Poniżej zamieszamy naszą nową publikację dotyczącą zdalnego odbywania zgromadzeń wspólników w spółkach z oo. w sytuacji Covid-19
The outbreak of the covid -19 virus pan-epidemic has forced people to remain at home and conduct work remotely in these strange times. Governments have issued policies asking citizens to observe social distance rules and to avoid gathering together. In addition, swathes of populations endure lockdowns and self–isolations. All these newly introduced measures to fight against the coronavirus also limit the possibility of holding meetings of shareholders within companies in person. The question arises as to whether the conduct of digital meetings by using modern techniques such Skype and video conferencing are permitted by Polish company law.
First of all, action by the shareholders normally binds the company only when taken in a regular or properly called meeting after (mostly written) notice including the agenda required by a company’s articles of association has been given. The manner of digitally held meetings for instance via a video conference which allows the shareholders communication without face to face presence is still rare and certainly not foreseen in many current texts of companies articles of associations. Furthermore, the Polish legislator already introduced a new act amending the Polish Commercial Companies Code at the beginning of September 2019 according to which participation in shareholders meetings of private limited companies could be conducted by using means of electronic communication including transmission of the meeting, two -way communication between shareholders and exercising of the voting in person or by proxy. However, the attending and transacting of business at such a digital meeting will only be allowed after articles of associations of companies have been tailored to the new regulation and this may cause problems. The change of the terms of these articles usually requires the form of a notary deed (e.g. within private limited liabilities companies) and this does certainly not serve the purpose of a meeting to be held in an emergency situation such as the outbreak of the current pandemic. If companies have failed to date to incorporate the aforementioned changes into their articles of associations under their authority and to prescribe the holding and voting at their meetings using for instance the internet, then it is often conceded as a general rule in many states, including Poland, that action approved informally by all shareholders will bind the company. Difficulties may occur if less than unanimous approval is given but in these trying times of the coronavirus pandemic any disapproval to holding a digital meeting might be regarded as a violation of the sort of fiduciary relationships between shareholders in privately held limited liabilities companies, not only in Poland.

* Data listing
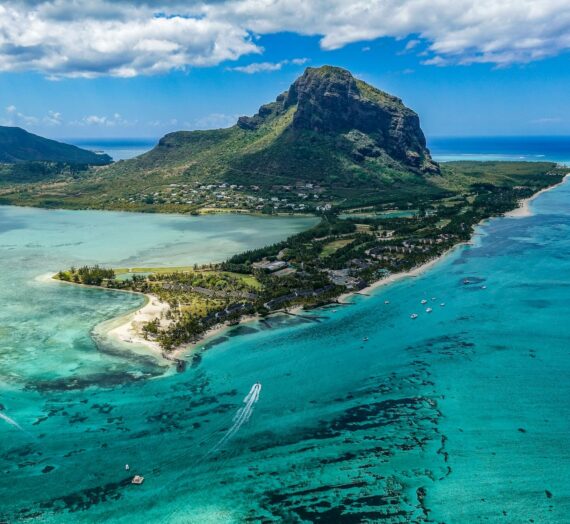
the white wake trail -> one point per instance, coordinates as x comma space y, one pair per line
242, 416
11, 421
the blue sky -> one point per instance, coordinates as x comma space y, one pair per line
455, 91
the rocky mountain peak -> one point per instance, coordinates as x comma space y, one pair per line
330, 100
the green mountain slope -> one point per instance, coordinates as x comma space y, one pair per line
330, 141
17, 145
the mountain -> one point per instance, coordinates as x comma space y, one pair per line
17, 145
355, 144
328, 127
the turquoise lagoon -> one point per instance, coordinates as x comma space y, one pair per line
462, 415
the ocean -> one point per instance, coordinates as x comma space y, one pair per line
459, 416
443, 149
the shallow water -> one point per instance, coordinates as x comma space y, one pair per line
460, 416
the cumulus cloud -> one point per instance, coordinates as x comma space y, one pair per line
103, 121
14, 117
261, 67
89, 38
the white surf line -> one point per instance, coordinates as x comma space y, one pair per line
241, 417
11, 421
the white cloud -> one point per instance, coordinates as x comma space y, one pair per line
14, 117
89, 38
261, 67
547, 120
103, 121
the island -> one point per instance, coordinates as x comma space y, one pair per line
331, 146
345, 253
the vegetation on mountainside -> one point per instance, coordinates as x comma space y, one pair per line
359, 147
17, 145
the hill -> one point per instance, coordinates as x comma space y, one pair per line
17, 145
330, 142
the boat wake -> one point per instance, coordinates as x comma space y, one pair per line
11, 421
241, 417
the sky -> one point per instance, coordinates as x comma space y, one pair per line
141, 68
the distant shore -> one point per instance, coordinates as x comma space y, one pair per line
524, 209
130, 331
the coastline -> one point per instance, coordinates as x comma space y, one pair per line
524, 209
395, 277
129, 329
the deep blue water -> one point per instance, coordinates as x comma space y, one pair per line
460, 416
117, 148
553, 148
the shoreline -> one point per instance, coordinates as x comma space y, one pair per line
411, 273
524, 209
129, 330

...

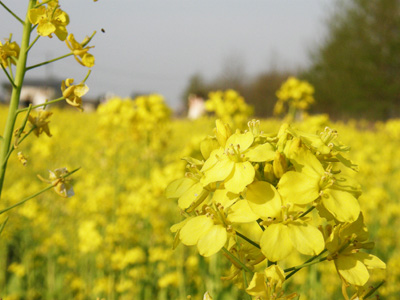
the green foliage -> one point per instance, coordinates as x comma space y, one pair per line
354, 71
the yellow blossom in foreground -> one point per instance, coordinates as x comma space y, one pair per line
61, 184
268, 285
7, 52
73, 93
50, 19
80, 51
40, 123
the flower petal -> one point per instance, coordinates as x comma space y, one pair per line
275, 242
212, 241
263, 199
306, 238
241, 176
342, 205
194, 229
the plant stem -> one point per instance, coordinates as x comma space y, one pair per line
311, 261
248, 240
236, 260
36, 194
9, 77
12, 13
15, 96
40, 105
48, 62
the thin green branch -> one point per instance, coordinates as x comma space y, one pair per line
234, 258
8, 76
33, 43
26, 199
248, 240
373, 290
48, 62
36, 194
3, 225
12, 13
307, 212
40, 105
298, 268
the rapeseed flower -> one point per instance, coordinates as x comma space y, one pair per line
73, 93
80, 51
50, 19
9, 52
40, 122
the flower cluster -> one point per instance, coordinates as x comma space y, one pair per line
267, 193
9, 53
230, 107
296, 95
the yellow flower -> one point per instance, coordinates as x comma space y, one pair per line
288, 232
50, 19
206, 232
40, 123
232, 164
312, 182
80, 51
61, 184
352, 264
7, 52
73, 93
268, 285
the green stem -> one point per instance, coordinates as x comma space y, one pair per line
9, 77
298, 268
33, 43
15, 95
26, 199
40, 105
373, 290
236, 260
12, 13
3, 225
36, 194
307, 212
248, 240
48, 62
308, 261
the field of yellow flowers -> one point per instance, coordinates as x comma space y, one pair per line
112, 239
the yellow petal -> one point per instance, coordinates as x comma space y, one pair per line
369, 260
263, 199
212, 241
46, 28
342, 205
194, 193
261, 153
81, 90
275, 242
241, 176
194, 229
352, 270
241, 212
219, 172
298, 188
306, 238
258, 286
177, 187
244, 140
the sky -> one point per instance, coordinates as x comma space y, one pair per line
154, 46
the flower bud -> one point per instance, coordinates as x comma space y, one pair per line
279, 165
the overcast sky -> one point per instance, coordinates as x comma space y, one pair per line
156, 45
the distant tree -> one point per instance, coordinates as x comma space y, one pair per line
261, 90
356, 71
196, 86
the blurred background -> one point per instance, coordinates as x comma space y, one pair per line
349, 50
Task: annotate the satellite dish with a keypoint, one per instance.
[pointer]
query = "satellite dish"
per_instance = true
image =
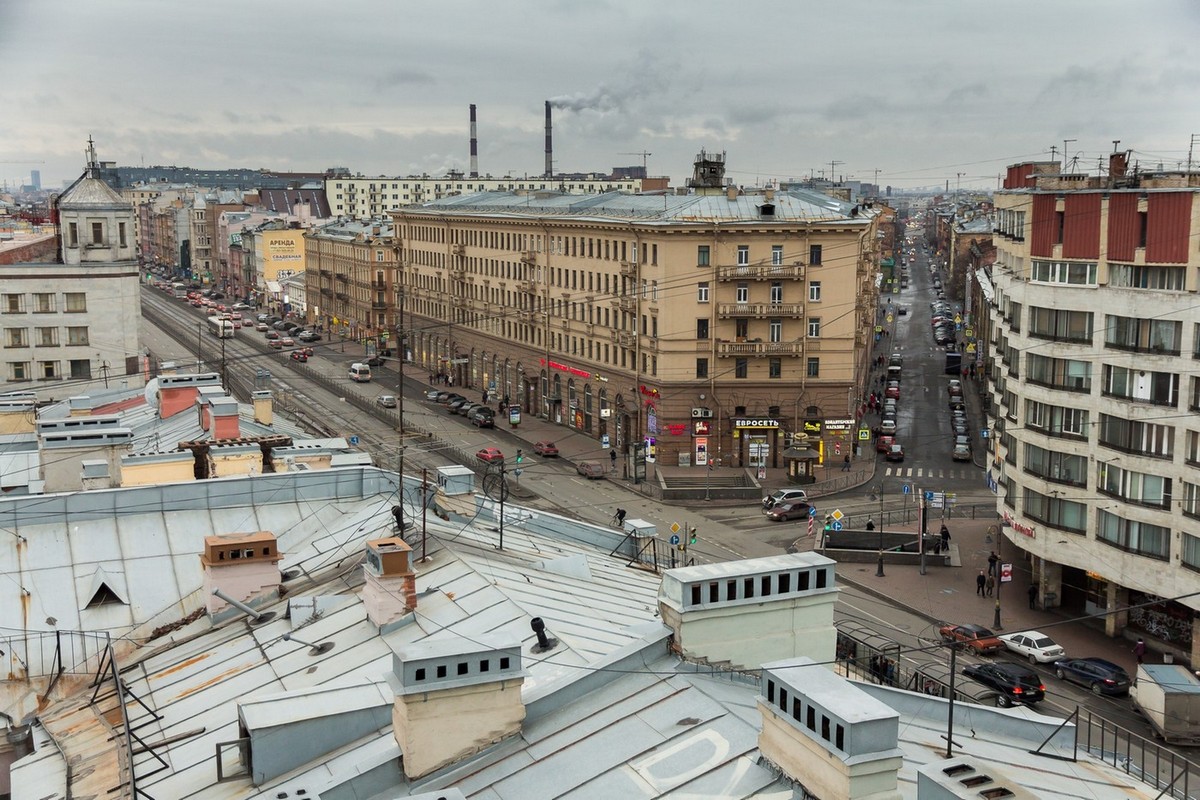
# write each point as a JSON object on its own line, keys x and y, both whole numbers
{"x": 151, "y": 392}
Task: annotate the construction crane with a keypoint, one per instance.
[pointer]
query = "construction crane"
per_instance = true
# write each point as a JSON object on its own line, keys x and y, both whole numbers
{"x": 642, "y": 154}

...

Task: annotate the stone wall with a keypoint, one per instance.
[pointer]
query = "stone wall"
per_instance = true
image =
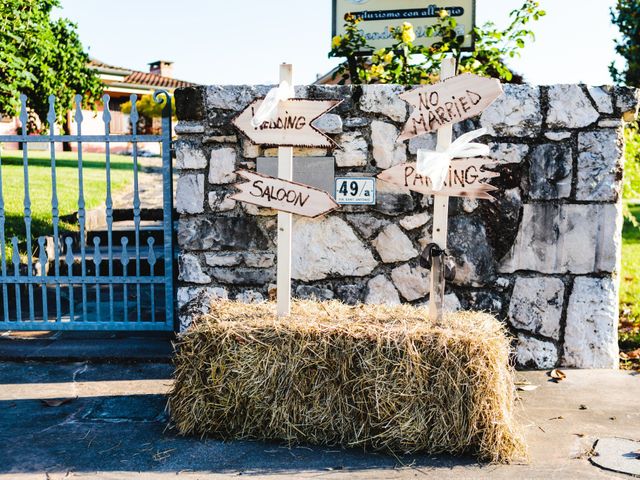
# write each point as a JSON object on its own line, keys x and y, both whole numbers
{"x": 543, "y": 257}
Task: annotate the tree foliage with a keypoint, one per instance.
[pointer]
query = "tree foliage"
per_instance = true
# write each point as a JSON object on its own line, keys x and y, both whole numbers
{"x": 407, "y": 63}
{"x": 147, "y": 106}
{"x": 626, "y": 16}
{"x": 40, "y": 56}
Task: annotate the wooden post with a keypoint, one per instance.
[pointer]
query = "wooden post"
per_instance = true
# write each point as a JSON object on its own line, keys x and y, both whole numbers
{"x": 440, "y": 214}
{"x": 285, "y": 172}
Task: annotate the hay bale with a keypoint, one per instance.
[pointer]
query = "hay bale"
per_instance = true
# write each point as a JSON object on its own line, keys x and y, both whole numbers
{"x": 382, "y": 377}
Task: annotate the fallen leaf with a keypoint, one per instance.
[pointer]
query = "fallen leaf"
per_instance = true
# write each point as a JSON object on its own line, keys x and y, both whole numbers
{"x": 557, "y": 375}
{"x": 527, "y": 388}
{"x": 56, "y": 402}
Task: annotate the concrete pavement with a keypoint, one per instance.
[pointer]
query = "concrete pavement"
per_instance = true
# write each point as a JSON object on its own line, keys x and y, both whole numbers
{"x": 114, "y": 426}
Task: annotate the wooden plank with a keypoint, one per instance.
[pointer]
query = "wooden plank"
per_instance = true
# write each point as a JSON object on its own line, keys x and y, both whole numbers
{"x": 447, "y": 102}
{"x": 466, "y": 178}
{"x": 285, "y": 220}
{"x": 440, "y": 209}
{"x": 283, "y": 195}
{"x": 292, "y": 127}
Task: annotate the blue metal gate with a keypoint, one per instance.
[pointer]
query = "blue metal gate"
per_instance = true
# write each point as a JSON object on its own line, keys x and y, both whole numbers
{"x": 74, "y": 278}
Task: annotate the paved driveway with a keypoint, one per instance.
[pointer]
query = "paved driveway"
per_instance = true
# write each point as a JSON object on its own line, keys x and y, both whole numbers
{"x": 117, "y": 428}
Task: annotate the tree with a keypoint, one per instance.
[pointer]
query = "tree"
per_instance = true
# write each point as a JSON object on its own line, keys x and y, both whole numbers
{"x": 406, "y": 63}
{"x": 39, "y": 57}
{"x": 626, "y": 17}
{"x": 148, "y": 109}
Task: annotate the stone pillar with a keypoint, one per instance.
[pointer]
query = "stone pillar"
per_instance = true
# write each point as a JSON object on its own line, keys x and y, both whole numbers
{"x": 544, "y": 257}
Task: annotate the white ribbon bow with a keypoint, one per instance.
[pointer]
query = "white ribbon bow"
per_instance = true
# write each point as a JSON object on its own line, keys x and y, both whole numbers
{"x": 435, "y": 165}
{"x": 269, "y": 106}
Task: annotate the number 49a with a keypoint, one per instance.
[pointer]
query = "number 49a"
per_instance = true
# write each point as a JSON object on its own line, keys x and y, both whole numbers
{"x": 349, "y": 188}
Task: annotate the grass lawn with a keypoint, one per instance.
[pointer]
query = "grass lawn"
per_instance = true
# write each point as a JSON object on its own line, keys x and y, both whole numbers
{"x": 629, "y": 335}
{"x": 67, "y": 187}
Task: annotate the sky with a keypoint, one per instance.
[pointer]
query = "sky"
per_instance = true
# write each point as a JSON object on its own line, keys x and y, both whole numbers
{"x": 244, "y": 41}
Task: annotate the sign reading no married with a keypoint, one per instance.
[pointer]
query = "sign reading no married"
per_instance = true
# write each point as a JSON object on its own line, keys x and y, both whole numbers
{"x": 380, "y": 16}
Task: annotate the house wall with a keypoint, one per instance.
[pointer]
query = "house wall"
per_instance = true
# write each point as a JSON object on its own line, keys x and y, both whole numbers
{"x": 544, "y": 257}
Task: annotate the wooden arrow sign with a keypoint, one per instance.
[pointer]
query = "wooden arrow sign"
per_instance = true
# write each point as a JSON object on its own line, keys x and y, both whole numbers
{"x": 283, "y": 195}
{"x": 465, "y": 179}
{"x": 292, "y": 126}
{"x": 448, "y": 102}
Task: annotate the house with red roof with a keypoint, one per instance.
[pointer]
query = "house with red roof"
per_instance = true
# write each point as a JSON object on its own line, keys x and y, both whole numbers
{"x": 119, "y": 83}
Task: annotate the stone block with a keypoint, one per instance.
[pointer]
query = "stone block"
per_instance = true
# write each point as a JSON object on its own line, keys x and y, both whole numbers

* What is needed
According to the text on remote shareholders' meetings in Poland, why does the 2019 amendment to the Commercial Companies Code not readily let companies hold digital meetings during the pandemic? Answer in one to three sentences.

* Output
A company may hold a digital meeting under the amendment only after it has adapted its articles of association to the new rules. Changing those articles usually requires a notary deed, and that step does not fit a meeting that must be held in an emergency such as the current pandemic.